▶ _STATED GOAL_
The text below describes walks in London. List the sights that its Regent's Park section says you may pass on your way through the park.

▶ _TEXT SECTION_

====

The days are getting just a little bit longer and if you look hard enough there are already a few signs of spring in the city. In the first of a two-part post, London-lover, keen walker and travel writer Andy Jarosz shares four of the capital's most enjoyable walks, taking in famous views and well-known sights along with hidden quirks and recommendations for the all-important refreshment break.

Starting from a central location and heading out towards the four points of the compass, we kick things off with our first two walks through the north and east of the city. Stay tuned for the south and west...

 

Walkable London

London may have a comprehensive transport network but it is also perhaps the most walkable of all of the world’s major cities. Many famous attractions are only a short walk apart and a stroll through the city’s streets provides an insight into London life that would be missed by travelling underground.

 

These two walks are designed to show visitors a different perspective on the landmarks and history of London. The suggested routes are best followed with a street map as they merely feature the highlights and allow you to find your way between each point. This is how London is best explored; by making your own discoveries as you stray off the main roads on your way across the city.

 

North London Look-outs

This 6 mile walk takes in two of the best spots to admire the London skyline and crosses some of the city’s most attractive suburbs. Allow 4-5 hours to complete the route, including a compulsory stop for coffee and cake and a visit to Highgate Cemetery.

 

Start: Baker Street tube station  / End: Highgate

 

Regent's Park

Follow the signs for Regent’s Park and enter the south of the park via York Bridge. As you make your way through the park you can pass rose gardens, ornamental fountains or a boating lake depending on your chosen route (there are two large park maps by the bridge), but in each case you should eventually find yourself at the park’s northern exit just to the left of London Zoo. Cross the road to enter Primrose Hill.

====

▶ _DATA RECORDS_
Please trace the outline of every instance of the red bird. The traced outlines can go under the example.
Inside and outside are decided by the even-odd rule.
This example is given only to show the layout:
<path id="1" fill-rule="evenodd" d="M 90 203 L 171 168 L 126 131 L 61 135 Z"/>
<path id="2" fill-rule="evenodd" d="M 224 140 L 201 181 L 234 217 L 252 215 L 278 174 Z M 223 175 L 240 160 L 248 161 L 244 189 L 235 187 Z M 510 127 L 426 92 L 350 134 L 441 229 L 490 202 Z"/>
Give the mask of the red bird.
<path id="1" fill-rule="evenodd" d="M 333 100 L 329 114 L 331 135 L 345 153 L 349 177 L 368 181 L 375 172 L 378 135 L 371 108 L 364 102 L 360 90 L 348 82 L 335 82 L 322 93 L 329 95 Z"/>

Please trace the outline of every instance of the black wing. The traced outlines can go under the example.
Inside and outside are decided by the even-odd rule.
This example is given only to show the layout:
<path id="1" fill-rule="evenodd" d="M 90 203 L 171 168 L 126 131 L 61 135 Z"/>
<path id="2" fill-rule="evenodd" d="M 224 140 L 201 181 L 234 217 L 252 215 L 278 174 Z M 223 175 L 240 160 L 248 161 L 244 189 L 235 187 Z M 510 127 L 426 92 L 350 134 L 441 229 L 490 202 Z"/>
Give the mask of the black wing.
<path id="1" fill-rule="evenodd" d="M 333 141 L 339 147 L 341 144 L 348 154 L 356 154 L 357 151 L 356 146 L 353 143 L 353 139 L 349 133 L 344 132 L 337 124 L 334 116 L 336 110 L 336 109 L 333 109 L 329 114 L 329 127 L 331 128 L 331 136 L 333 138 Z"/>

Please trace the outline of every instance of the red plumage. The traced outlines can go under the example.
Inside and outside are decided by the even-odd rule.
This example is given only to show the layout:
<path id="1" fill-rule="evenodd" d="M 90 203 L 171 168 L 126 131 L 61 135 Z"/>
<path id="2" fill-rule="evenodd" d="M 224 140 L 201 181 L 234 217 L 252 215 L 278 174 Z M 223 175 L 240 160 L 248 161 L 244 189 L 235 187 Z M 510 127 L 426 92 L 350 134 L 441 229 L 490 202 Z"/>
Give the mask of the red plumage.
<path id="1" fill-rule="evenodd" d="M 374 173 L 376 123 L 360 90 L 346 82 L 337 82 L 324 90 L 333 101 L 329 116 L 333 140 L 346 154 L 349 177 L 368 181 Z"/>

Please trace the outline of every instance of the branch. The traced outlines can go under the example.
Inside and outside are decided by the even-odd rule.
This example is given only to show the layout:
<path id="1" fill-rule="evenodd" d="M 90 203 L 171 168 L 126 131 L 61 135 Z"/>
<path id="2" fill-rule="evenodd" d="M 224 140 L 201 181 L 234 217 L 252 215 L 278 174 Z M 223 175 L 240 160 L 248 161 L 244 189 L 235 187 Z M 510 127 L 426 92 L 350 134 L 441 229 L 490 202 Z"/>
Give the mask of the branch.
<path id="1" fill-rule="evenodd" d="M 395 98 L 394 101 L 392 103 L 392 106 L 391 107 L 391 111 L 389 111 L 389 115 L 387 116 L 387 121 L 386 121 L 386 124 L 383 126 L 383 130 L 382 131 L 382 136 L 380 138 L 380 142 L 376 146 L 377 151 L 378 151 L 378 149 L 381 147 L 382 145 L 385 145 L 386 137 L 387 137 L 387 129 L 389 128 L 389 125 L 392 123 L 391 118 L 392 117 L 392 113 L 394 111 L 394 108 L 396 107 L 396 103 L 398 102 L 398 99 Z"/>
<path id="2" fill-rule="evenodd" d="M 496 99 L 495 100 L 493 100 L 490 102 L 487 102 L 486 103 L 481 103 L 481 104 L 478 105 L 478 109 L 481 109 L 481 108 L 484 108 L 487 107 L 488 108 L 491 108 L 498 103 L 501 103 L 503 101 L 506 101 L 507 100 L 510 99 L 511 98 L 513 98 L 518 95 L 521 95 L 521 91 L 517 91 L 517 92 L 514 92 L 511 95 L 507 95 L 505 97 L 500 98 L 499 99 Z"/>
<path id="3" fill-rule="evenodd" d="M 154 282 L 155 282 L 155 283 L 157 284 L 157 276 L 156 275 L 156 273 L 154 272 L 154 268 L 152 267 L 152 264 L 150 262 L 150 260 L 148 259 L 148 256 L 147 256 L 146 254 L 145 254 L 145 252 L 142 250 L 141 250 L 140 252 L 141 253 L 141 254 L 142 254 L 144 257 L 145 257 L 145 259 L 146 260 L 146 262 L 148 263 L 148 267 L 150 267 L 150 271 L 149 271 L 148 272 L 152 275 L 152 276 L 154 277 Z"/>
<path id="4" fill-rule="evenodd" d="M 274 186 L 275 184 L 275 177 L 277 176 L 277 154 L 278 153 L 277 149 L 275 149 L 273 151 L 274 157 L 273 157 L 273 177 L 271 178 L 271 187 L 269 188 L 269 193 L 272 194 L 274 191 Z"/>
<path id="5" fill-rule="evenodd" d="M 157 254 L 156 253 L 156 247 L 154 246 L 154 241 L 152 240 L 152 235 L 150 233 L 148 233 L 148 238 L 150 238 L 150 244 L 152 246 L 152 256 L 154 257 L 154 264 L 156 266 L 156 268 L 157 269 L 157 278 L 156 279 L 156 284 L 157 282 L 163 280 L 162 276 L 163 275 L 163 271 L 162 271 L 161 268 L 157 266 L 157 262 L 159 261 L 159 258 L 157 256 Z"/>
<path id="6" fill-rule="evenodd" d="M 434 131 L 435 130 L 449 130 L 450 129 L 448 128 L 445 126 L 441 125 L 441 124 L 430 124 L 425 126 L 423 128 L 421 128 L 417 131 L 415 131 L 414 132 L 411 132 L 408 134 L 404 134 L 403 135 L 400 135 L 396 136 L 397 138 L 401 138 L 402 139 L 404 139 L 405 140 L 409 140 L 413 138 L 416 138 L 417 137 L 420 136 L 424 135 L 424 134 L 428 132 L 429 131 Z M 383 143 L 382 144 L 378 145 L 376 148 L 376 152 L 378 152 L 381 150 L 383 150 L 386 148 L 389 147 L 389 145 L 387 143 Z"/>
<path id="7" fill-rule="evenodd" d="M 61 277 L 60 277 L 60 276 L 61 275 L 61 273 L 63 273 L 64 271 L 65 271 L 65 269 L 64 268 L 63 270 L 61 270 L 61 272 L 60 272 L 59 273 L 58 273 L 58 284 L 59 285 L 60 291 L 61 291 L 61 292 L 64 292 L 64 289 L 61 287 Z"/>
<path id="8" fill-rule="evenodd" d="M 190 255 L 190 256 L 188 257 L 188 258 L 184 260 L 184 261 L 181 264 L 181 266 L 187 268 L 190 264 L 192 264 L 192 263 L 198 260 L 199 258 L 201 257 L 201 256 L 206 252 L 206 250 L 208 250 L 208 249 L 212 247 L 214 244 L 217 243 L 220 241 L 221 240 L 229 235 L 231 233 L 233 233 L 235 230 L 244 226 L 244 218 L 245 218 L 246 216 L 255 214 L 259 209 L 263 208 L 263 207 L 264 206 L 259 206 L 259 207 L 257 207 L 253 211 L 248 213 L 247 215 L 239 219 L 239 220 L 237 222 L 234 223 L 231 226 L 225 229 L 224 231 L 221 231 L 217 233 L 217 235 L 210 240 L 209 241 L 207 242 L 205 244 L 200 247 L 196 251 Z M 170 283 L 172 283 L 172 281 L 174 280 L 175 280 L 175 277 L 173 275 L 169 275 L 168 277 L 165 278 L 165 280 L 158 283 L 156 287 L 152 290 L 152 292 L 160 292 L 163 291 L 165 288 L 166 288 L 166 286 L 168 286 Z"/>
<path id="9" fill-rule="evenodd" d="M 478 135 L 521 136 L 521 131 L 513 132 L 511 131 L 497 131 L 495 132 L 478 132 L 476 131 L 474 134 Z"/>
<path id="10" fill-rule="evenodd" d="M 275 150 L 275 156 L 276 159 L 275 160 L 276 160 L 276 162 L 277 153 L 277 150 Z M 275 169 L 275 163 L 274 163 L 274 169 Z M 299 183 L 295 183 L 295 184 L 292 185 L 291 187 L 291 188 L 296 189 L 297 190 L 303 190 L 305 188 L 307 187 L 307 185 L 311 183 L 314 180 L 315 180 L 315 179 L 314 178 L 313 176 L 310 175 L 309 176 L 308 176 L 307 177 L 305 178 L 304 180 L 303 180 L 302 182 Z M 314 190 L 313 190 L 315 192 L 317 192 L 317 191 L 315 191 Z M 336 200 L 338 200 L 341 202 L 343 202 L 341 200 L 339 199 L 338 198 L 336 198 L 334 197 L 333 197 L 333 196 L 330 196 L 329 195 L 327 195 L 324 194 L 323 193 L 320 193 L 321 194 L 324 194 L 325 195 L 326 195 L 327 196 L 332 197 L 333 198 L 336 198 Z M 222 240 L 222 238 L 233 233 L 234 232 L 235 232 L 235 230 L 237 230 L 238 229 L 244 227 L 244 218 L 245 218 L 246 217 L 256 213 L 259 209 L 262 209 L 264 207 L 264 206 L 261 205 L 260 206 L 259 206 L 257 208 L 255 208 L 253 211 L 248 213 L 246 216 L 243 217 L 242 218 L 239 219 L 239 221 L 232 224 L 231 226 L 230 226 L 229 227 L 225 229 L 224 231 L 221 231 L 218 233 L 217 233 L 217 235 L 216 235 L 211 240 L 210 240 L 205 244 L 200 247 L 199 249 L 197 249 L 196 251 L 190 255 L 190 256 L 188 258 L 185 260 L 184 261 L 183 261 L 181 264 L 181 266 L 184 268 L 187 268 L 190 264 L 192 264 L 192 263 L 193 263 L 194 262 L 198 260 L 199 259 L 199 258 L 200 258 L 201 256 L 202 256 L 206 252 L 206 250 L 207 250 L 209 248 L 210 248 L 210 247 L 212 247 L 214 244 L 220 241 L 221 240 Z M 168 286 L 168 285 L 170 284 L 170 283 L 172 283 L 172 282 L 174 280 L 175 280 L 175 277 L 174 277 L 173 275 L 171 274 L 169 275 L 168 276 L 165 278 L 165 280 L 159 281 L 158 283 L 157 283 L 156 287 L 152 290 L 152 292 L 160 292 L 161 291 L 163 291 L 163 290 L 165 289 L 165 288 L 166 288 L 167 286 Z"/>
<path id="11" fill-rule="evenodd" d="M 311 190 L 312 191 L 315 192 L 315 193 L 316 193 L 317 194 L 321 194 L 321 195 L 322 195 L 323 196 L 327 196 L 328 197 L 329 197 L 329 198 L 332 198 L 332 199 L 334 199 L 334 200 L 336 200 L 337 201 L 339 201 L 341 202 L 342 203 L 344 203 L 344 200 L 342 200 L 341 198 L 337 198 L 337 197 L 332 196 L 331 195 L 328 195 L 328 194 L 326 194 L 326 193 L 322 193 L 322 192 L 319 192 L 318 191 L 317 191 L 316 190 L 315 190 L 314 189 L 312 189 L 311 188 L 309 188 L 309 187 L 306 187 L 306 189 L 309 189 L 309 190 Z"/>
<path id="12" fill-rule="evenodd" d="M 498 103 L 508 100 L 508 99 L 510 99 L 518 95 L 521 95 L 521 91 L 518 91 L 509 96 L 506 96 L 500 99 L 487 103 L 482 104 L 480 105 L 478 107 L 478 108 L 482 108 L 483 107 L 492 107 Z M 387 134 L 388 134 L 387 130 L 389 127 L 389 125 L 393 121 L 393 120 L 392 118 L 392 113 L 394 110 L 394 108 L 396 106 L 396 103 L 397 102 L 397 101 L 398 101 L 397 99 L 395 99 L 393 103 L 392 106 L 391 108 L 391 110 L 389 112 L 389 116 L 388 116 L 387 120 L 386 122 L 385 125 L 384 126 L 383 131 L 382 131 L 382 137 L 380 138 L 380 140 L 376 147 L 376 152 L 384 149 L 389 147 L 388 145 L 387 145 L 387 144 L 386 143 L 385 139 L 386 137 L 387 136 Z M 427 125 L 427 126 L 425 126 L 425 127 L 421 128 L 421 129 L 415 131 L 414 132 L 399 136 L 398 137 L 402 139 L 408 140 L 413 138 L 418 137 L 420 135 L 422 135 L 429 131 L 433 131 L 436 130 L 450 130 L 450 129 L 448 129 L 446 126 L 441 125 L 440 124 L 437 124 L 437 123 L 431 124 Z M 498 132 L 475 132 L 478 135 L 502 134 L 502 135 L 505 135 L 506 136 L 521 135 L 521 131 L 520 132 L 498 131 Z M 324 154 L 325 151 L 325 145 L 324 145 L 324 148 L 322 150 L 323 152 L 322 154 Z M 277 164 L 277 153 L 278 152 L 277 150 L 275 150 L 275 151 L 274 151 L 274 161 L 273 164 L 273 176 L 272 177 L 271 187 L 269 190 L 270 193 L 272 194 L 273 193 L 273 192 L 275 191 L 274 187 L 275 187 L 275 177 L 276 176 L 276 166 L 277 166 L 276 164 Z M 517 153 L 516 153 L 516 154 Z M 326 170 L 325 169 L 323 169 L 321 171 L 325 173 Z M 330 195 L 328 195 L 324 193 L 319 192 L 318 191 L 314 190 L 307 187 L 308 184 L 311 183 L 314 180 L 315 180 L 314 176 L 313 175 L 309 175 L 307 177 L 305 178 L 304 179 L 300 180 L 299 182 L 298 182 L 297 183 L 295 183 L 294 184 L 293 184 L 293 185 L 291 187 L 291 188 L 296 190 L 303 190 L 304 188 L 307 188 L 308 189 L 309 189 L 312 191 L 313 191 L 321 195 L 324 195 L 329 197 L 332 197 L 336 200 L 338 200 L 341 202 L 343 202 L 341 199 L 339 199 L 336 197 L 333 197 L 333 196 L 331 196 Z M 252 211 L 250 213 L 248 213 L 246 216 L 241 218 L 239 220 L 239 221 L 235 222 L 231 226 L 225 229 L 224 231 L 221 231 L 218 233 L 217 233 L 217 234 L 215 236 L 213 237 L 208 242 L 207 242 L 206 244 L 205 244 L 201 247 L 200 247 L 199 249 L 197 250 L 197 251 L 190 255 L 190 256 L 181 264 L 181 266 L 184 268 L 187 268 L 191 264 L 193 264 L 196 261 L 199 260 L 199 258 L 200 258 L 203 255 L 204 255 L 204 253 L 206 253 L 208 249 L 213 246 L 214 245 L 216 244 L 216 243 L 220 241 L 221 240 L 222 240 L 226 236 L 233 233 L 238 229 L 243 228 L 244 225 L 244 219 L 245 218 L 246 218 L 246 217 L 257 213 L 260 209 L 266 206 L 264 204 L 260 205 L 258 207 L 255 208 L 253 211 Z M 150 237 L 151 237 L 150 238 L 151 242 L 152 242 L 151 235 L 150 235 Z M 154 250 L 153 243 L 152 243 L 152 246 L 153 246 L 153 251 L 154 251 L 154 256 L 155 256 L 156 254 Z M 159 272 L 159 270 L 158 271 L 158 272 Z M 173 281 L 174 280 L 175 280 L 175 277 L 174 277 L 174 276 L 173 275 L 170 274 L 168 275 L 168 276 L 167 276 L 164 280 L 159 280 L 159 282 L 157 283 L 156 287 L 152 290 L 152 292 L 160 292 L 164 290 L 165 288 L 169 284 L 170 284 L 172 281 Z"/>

====

▶ _ANSWER IN FULL_
- Rose gardens
- Ornamental fountains
- A boating lake